UD engineers uncover role of surface diffusion in protein transport, which could aid biopharmaceutical processing
Credit: Photo courtesy of Ohnmar Khanal, Vijesh Kumar and Abraham Lenhoff
Many of the most promising medicines under development are proteins, often antibodies, to help patients fight disease. These proteins must be purified as part of the manufacturing process — a task that can be tricky and result in costly waste.
Scientists have struggled to directly measure the movement of proteins, known as protein diffusion, in materials that include both solid and liquid components. They have also disagreed on how movement at the surface of the material contributes to protein movement when using ion-exchange chromatography, a laboratory and manufacturing method for separating materials based on their charge. Proteins can creep into the pores of resin beads used to perform ion-exchange chromatography and bind on the walls, based on charge.
Now, a team of engineers from the University of Delaware, with a collaborator from pharmaceutical company Amgen, has shown that surface diffusion in protein transport into ion-exchange beads depends on adsorption affinity — a measure of attraction between the two materials. By exploiting this relationship, the team developed a procedure to purify a monoclonal antibody — a type of molecule that mediates immunity — with productivity 43% higher than usual.

■ What to do: Edit the protein diffusion text, giving it again from "Scientists have struggled" up to and including "based on charge." with "resin beads" replaced by "porous beads". The rows aren't needed for this.

■ Data extracts:

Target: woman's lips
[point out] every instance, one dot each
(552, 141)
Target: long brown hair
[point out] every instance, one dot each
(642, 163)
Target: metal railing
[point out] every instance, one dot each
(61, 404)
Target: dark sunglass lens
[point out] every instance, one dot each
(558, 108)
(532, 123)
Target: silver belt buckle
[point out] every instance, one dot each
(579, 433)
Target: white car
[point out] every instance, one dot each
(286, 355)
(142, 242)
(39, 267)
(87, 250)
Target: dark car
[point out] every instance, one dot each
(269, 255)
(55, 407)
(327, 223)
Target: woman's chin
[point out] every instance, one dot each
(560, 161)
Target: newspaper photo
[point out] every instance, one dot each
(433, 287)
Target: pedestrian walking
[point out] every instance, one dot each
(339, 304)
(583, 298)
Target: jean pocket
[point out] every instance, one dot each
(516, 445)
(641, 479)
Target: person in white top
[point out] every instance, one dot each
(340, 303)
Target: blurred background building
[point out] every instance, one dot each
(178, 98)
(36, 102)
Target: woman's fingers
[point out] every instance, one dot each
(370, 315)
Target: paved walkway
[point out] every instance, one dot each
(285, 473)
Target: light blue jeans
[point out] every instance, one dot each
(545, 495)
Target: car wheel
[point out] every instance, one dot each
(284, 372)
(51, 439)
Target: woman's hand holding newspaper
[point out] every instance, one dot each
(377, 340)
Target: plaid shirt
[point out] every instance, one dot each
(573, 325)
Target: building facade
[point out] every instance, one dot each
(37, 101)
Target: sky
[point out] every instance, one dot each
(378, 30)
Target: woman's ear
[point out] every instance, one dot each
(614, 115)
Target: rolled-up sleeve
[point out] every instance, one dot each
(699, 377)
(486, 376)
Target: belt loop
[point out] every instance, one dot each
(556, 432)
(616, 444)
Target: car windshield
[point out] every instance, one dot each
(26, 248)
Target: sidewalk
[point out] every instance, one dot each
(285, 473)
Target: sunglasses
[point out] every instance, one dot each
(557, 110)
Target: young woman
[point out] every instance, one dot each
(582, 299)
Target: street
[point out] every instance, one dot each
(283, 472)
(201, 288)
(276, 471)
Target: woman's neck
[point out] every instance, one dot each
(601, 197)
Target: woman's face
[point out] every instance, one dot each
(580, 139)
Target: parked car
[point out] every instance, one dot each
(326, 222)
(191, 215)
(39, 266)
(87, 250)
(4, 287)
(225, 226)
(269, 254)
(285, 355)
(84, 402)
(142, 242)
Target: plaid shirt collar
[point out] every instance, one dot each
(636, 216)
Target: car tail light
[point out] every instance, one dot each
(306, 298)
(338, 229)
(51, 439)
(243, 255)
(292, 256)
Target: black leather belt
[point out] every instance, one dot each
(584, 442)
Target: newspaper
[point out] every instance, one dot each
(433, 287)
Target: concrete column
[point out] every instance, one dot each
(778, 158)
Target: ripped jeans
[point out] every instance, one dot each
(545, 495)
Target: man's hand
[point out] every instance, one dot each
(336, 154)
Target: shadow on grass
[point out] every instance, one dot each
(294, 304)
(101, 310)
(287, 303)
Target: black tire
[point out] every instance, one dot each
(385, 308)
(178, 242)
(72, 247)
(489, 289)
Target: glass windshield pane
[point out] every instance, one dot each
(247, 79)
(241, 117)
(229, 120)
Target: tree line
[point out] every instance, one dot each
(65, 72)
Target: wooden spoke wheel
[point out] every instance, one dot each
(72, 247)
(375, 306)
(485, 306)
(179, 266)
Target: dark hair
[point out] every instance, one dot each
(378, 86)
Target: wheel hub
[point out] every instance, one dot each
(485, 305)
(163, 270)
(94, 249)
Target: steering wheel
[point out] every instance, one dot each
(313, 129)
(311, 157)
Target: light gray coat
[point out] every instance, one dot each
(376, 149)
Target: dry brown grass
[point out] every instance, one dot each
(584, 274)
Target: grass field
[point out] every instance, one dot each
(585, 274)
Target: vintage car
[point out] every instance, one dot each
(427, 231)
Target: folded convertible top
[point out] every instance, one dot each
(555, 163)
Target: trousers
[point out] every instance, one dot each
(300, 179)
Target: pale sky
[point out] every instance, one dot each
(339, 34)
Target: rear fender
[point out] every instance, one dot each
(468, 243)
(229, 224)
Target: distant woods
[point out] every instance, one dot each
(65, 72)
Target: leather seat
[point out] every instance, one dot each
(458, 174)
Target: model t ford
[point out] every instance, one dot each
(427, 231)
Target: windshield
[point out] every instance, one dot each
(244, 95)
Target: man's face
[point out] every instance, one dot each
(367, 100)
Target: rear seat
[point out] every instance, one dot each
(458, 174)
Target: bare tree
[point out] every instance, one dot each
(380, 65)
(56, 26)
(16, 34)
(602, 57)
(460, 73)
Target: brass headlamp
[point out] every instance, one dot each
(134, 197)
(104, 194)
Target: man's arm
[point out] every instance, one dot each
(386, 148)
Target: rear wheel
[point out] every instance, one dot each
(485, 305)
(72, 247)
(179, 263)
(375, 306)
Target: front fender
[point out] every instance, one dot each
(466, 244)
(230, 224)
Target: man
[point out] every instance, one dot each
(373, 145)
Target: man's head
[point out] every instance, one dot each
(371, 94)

■ Task output:
Scientists have struggled to directly measure the movement of proteins, known as protein diffusion, in materials that include both solid and liquid components. They have also disagreed on how movement at the surface of the material contributes to protein movement when using ion-exchange chromatography, a laboratory and manufacturing method for separating materials based on their charge. Proteins can creep into the pores of porous beads used to perform ion-exchange chromatography and bind on the walls, based on charge.